====== Data excerpts

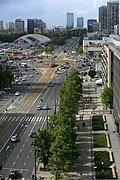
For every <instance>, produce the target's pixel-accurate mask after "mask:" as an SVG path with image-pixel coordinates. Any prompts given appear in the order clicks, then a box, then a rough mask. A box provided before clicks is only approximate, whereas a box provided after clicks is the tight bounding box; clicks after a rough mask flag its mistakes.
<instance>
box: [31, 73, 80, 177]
mask: <svg viewBox="0 0 120 180" xmlns="http://www.w3.org/2000/svg"><path fill="white" fill-rule="evenodd" d="M81 95H82V79H80V76H79V73H78V72H77V71H75V70H73V71H72V72H71V73H70V75H69V76H68V77H67V79H66V81H64V82H63V84H62V85H61V86H60V88H59V97H60V102H59V106H58V108H57V113H56V114H53V115H50V119H49V122H48V128H47V129H44V130H40V129H38V130H37V131H36V133H35V136H34V139H33V142H32V145H35V146H36V147H37V151H36V157H37V160H38V162H42V163H43V164H44V168H48V169H49V170H50V171H51V173H52V174H53V175H54V179H55V180H58V179H61V178H62V176H63V175H64V173H65V172H67V171H68V170H69V168H70V166H71V165H73V164H74V161H75V158H76V155H77V152H76V146H75V140H76V133H75V119H76V113H77V112H78V101H79V99H80V97H81Z"/></svg>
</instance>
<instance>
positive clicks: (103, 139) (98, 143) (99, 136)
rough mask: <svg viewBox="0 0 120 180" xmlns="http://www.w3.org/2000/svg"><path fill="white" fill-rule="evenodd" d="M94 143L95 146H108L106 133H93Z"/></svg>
mask: <svg viewBox="0 0 120 180" xmlns="http://www.w3.org/2000/svg"><path fill="white" fill-rule="evenodd" d="M93 145H94V148H106V147H107V138H106V134H105V133H98V134H93Z"/></svg>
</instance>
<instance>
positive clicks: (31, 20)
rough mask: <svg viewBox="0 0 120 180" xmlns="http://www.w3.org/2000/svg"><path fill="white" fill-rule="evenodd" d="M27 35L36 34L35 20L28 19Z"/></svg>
mask: <svg viewBox="0 0 120 180" xmlns="http://www.w3.org/2000/svg"><path fill="white" fill-rule="evenodd" d="M27 33H28V34H33V33H34V19H27Z"/></svg>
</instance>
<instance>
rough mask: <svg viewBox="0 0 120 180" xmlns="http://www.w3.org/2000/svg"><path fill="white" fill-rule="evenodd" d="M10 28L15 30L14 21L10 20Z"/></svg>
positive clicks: (9, 26) (12, 29)
mask: <svg viewBox="0 0 120 180" xmlns="http://www.w3.org/2000/svg"><path fill="white" fill-rule="evenodd" d="M8 29H10V30H15V23H14V22H9V28H8Z"/></svg>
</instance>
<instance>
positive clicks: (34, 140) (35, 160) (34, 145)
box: [30, 132, 37, 180]
mask: <svg viewBox="0 0 120 180" xmlns="http://www.w3.org/2000/svg"><path fill="white" fill-rule="evenodd" d="M30 137H31V138H33V139H34V144H33V146H34V156H35V159H34V160H35V161H34V174H33V175H32V180H37V167H36V161H37V158H36V140H35V139H36V133H35V132H32V134H31V135H30Z"/></svg>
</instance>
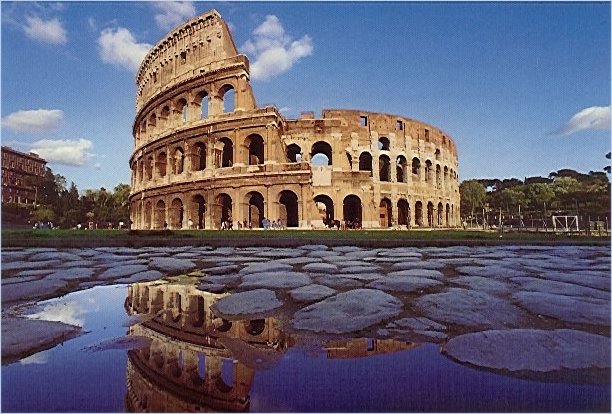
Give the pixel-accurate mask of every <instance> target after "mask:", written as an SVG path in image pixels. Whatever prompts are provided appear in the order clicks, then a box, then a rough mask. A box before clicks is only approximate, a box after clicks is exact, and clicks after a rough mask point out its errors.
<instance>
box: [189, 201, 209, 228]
mask: <svg viewBox="0 0 612 414" xmlns="http://www.w3.org/2000/svg"><path fill="white" fill-rule="evenodd" d="M191 205H192V208H191V211H192V213H191V214H192V215H195V216H192V221H193V224H194V225H195V226H196V229H203V228H204V227H205V224H204V223H205V220H204V218H205V217H206V200H205V199H204V197H203V196H201V195H200V194H196V195H194V196H193V197H192V198H191ZM194 218H195V220H194Z"/></svg>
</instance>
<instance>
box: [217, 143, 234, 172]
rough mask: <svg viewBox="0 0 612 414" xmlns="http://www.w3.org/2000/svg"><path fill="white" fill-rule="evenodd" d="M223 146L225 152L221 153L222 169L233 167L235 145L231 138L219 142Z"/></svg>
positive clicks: (223, 151) (220, 161)
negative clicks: (222, 145)
mask: <svg viewBox="0 0 612 414" xmlns="http://www.w3.org/2000/svg"><path fill="white" fill-rule="evenodd" d="M219 142H220V143H222V144H223V150H222V152H221V159H220V160H219V161H220V162H221V165H220V166H221V167H231V166H232V165H234V144H233V143H232V140H231V139H229V138H221V139H220V140H219Z"/></svg>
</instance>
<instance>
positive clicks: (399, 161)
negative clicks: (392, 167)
mask: <svg viewBox="0 0 612 414" xmlns="http://www.w3.org/2000/svg"><path fill="white" fill-rule="evenodd" d="M407 165H408V161H406V157H404V156H403V155H398V156H397V158H396V160H395V176H396V178H397V182H398V183H407V182H408V175H407V174H406V172H407V171H406V166H407Z"/></svg>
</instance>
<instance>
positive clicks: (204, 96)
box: [194, 90, 210, 119]
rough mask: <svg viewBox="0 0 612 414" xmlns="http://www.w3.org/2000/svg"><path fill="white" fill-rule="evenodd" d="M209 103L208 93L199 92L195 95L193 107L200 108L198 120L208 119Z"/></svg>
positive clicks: (206, 91)
mask: <svg viewBox="0 0 612 414" xmlns="http://www.w3.org/2000/svg"><path fill="white" fill-rule="evenodd" d="M209 102H210V96H209V95H208V91H206V90H201V91H200V92H198V93H197V94H196V98H195V102H194V103H195V106H196V108H198V107H199V108H200V110H199V112H200V119H206V118H208V106H209Z"/></svg>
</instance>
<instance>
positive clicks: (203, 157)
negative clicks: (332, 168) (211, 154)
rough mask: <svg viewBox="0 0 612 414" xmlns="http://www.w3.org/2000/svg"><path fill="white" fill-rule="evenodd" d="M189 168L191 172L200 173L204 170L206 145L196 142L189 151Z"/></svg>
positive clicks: (205, 144) (204, 144) (205, 158)
mask: <svg viewBox="0 0 612 414" xmlns="http://www.w3.org/2000/svg"><path fill="white" fill-rule="evenodd" d="M191 168H192V170H193V171H202V170H203V169H205V168H206V144H204V143H203V142H202V141H198V142H196V143H195V144H193V147H192V149H191Z"/></svg>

============

• **Brief**:
Copy the whole listing above word for word, leaving out the pictures.

• **Task result**:
For every <instance>, produce the target's pixel-accurate mask after "mask:" as an SVG path with image-pixel coordinates. Any prompts given appear in the order clicks, then a box, then a rough mask. A box provided before clicks is only approximate, whereas a box provided after clicks is the tight bounding box; clicks after a rough mask flag its mistakes.
<instance>
box: [31, 73, 80, 177]
mask: <svg viewBox="0 0 120 180" xmlns="http://www.w3.org/2000/svg"><path fill="white" fill-rule="evenodd" d="M81 95H82V79H80V76H79V73H78V72H77V71H75V70H73V71H72V72H71V73H70V75H69V76H68V77H67V79H66V81H64V82H63V84H62V85H61V86H60V88H59V97H60V102H59V106H58V108H57V113H56V114H53V115H50V119H49V122H48V128H47V129H44V130H40V129H38V130H37V131H36V133H35V136H34V139H33V142H32V145H35V146H36V147H37V151H36V157H37V160H38V162H42V163H43V164H44V168H48V169H49V170H50V171H51V173H52V174H53V175H54V179H55V180H58V179H61V178H62V176H63V175H64V173H65V172H67V171H68V170H69V168H70V166H71V165H73V164H74V161H75V158H76V155H77V152H76V146H75V140H76V133H75V119H76V113H77V112H78V101H79V99H80V97H81Z"/></svg>
</instance>
<instance>
positive clicks: (103, 139) (98, 143) (99, 136)
rough mask: <svg viewBox="0 0 120 180" xmlns="http://www.w3.org/2000/svg"><path fill="white" fill-rule="evenodd" d="M94 143L95 146H108L106 133H93Z"/></svg>
mask: <svg viewBox="0 0 120 180" xmlns="http://www.w3.org/2000/svg"><path fill="white" fill-rule="evenodd" d="M93 145H94V148H106V147H107V138H106V134H105V133H98V134H93Z"/></svg>
</instance>
<instance>
positive clicks: (31, 20)
rough mask: <svg viewBox="0 0 120 180" xmlns="http://www.w3.org/2000/svg"><path fill="white" fill-rule="evenodd" d="M27 35L36 34L35 20L28 19Z"/></svg>
mask: <svg viewBox="0 0 120 180" xmlns="http://www.w3.org/2000/svg"><path fill="white" fill-rule="evenodd" d="M27 33H28V34H33V33H34V19H27Z"/></svg>
</instance>
<instance>
rough mask: <svg viewBox="0 0 120 180" xmlns="http://www.w3.org/2000/svg"><path fill="white" fill-rule="evenodd" d="M10 28L15 30L14 21L10 20Z"/></svg>
positive clicks: (9, 26) (12, 29)
mask: <svg viewBox="0 0 120 180" xmlns="http://www.w3.org/2000/svg"><path fill="white" fill-rule="evenodd" d="M8 29H10V30H15V23H14V22H9V28H8Z"/></svg>
</instance>
<instance>
positive clicks: (34, 140) (35, 160) (34, 145)
box: [30, 132, 37, 180]
mask: <svg viewBox="0 0 120 180" xmlns="http://www.w3.org/2000/svg"><path fill="white" fill-rule="evenodd" d="M30 137H31V138H33V139H34V144H33V146H34V156H35V159H34V160H35V161H34V174H33V175H32V180H37V167H36V161H37V158H36V140H35V139H36V133H35V132H32V134H31V135H30Z"/></svg>
</instance>
Give the pixel-accurate mask of every <instance> target after "mask:", written as an SVG path in image pixels. Whatever prompts are provided appear in the order clicks, then a box, then a rough mask. A box before clicks is only approximate, a box after clicks is exact, and clicks after a rough mask point out its errors.
<instance>
box: [189, 201, 209, 228]
mask: <svg viewBox="0 0 612 414" xmlns="http://www.w3.org/2000/svg"><path fill="white" fill-rule="evenodd" d="M191 205H192V208H191V211H192V213H191V214H192V215H195V216H192V221H193V224H194V225H195V226H196V229H203V228H204V227H205V224H204V223H205V220H204V218H205V217H206V200H205V199H204V197H203V196H201V195H200V194H196V195H194V196H193V197H192V198H191ZM194 218H195V220H194Z"/></svg>
</instance>
<instance>
box: [217, 143, 234, 172]
rough mask: <svg viewBox="0 0 612 414" xmlns="http://www.w3.org/2000/svg"><path fill="white" fill-rule="evenodd" d="M223 146L225 152L221 153L222 169L233 167L235 145L231 138L219 142Z"/></svg>
positive clicks: (223, 151) (220, 161)
negative clicks: (222, 145)
mask: <svg viewBox="0 0 612 414" xmlns="http://www.w3.org/2000/svg"><path fill="white" fill-rule="evenodd" d="M219 142H220V143H222V144H223V150H222V152H221V159H220V160H219V161H220V162H221V165H220V166H221V167H231V166H232V165H234V144H233V143H232V140H231V139H229V138H221V139H220V140H219Z"/></svg>
</instance>
<instance>
positive clicks: (399, 161)
negative clicks: (392, 167)
mask: <svg viewBox="0 0 612 414" xmlns="http://www.w3.org/2000/svg"><path fill="white" fill-rule="evenodd" d="M407 165H408V161H406V157H404V156H403V155H398V156H397V158H396V160H395V176H396V178H397V182H398V183H407V182H408V175H407V174H406V172H407V171H406V166H407Z"/></svg>
</instance>
<instance>
positive clicks: (204, 96)
box: [194, 90, 210, 119]
rough mask: <svg viewBox="0 0 612 414" xmlns="http://www.w3.org/2000/svg"><path fill="white" fill-rule="evenodd" d="M209 103L208 93L199 92L195 95L193 107L200 108L198 120L208 119Z"/></svg>
positive clicks: (206, 91)
mask: <svg viewBox="0 0 612 414" xmlns="http://www.w3.org/2000/svg"><path fill="white" fill-rule="evenodd" d="M209 102H210V96H209V95H208V91H206V90H201V91H200V92H198V93H197V94H196V98H195V102H194V103H195V106H196V108H198V107H199V108H200V110H199V112H200V119H206V118H208V106H209Z"/></svg>
</instance>
<instance>
positive clicks: (203, 157)
negative clicks: (332, 168) (211, 154)
rough mask: <svg viewBox="0 0 612 414" xmlns="http://www.w3.org/2000/svg"><path fill="white" fill-rule="evenodd" d="M189 168L191 172L200 173L204 170L206 145L196 142L189 151Z"/></svg>
positive clicks: (205, 144) (204, 144) (205, 158)
mask: <svg viewBox="0 0 612 414" xmlns="http://www.w3.org/2000/svg"><path fill="white" fill-rule="evenodd" d="M191 168H192V170H193V171H202V170H203V169H205V168H206V144H204V143H203V142H202V141H198V142H196V143H195V144H193V147H192V149H191Z"/></svg>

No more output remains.